Dataset entries:
-=-=-=-=-

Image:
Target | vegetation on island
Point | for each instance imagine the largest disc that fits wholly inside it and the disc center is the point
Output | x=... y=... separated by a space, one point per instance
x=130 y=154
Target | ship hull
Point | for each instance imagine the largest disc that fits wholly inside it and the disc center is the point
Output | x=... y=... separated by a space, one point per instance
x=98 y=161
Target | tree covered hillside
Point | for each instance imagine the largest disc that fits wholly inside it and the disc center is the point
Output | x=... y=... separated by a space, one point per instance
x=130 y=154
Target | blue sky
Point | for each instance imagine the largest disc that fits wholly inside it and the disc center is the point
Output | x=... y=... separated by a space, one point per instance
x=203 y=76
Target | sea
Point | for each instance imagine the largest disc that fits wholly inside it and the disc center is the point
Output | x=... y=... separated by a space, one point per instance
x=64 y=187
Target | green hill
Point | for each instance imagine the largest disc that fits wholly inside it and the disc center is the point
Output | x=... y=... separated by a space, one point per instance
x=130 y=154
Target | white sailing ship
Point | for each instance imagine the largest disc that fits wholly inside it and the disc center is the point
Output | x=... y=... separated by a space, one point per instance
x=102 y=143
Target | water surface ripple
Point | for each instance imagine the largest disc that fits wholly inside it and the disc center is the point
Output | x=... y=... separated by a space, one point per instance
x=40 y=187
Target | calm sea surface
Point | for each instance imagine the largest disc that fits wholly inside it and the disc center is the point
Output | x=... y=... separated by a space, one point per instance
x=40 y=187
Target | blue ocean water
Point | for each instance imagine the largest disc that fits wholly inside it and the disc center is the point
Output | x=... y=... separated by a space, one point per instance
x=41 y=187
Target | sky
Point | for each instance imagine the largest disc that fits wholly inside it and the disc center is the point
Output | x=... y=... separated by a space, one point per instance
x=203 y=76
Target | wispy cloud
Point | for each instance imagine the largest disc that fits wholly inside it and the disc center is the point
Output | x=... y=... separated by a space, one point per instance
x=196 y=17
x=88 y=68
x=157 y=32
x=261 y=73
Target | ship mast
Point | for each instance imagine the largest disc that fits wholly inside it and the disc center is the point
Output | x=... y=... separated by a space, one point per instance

-=-=-=-=-

Task description: Reproduce the lines verbatim, starting with the line containing "Target | ship mast" and continuing through the final line of the entries above.

Task answer:
Target | ship mast
Point | for each instance imagine the largest disc that fits wholly inside it and the disc center is the point
Output | x=... y=... separated by a space, one point per instance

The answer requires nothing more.